* PROBLEM STATEMENT: Please give the entries below again exactly, omitting every picture.

[Excerpts from a dataset]
--

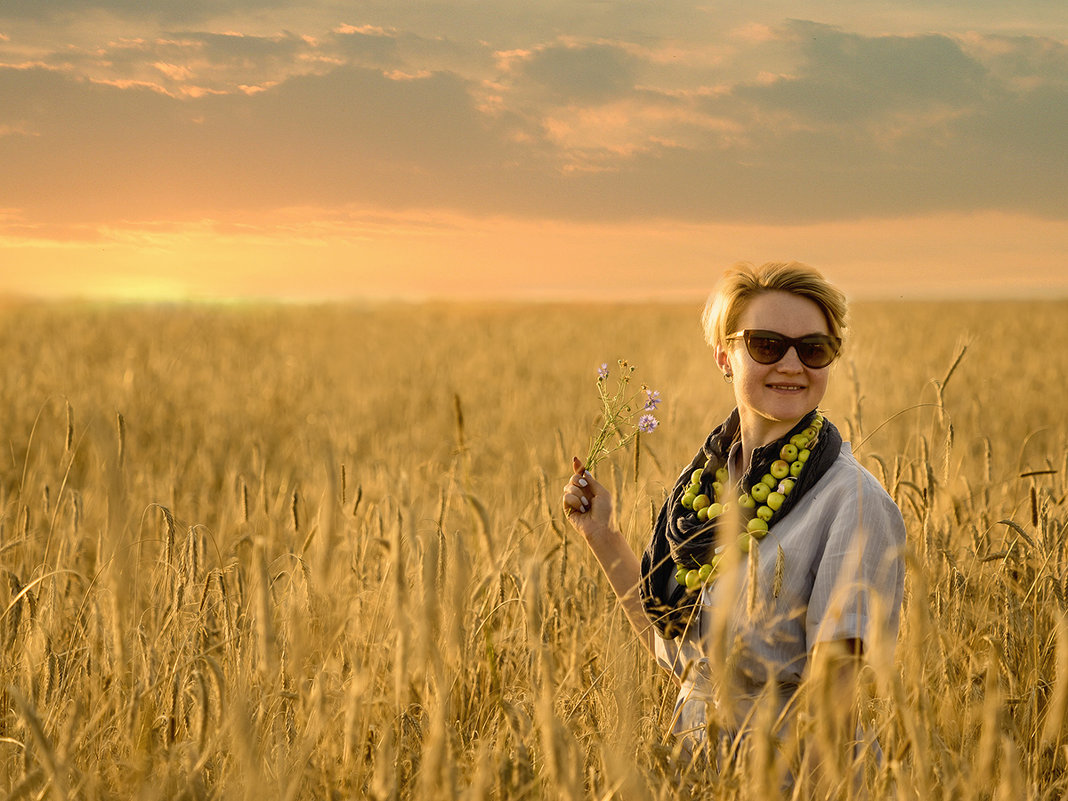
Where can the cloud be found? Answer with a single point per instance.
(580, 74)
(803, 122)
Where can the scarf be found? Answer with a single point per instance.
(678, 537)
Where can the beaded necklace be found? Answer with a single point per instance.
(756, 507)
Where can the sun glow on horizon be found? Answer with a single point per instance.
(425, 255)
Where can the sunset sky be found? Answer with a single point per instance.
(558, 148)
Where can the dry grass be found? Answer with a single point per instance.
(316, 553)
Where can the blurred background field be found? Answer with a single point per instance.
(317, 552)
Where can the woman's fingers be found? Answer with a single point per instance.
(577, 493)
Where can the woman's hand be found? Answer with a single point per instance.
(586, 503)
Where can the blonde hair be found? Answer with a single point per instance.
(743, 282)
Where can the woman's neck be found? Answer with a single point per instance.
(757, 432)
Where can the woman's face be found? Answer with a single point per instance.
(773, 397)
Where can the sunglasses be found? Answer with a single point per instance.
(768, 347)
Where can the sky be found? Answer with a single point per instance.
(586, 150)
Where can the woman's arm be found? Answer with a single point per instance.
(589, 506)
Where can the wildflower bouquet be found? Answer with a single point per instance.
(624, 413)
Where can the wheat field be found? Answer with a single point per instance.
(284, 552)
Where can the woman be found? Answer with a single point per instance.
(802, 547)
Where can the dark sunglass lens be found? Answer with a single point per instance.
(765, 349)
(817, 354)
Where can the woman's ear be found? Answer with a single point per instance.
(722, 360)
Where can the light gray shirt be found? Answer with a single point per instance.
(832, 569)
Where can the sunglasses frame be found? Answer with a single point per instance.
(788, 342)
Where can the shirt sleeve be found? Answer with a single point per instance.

--

* ANSWER TO THE PROBLEM:
Where can the cloud be found? Answer with a single point per instance.
(580, 74)
(803, 122)
Where can the scarf be found? Answer with a single point per instance.
(678, 537)
Where can the beaded necklace be found? Answer with a single point per instance.
(756, 507)
Where can the sun glow on horizon be found? Answer with a single point per instance.
(425, 255)
Where can the sunset sky be found? Answer with a single point per instance.
(558, 148)
Where can the dry grass be found? Answer with a single point per instance.
(316, 553)
Where can the blurred background field be found? Answer with a single point per instance.
(317, 552)
Where can the woman's fingers be found? Answer with a single point per instance.
(577, 493)
Where can the woman's hand be found? Answer with a single point per instance.
(586, 503)
Where can the blonde hair be found? Answer with a single point per instance.
(743, 282)
Where can the woman's neck be found? Answer with a single point per instance.
(757, 432)
Where can the woman's face be found? Answer with a single point per instance.
(773, 397)
Where can the sunglasses be found? Answer with a single point per instance.
(768, 347)
Where can the sky be found? Answer with a single point per instance.
(586, 150)
Where can the woman's arm be found? Answer with a single point per instance.
(589, 506)
Where can the wildflower bouquet be found? Answer with a single point per instance.
(624, 413)
Where can the wheat field be found? Answer with a single point per instance.
(284, 552)
Where can the woman be found? Answer with a single point per instance.
(802, 547)
Where can the dark sunglass lens be found? Answer with a single point per instance.
(765, 349)
(817, 354)
Where can the woman's ear be found? Answer with a single point per instance.
(722, 360)
Where can the light gray shirt be found? Answer with a single point per instance.
(832, 569)
Where can the sunglasses frame be found? Answer with a single point per instance.
(788, 342)
Where can the shirt sleeve be found? Answer with a single point per instance.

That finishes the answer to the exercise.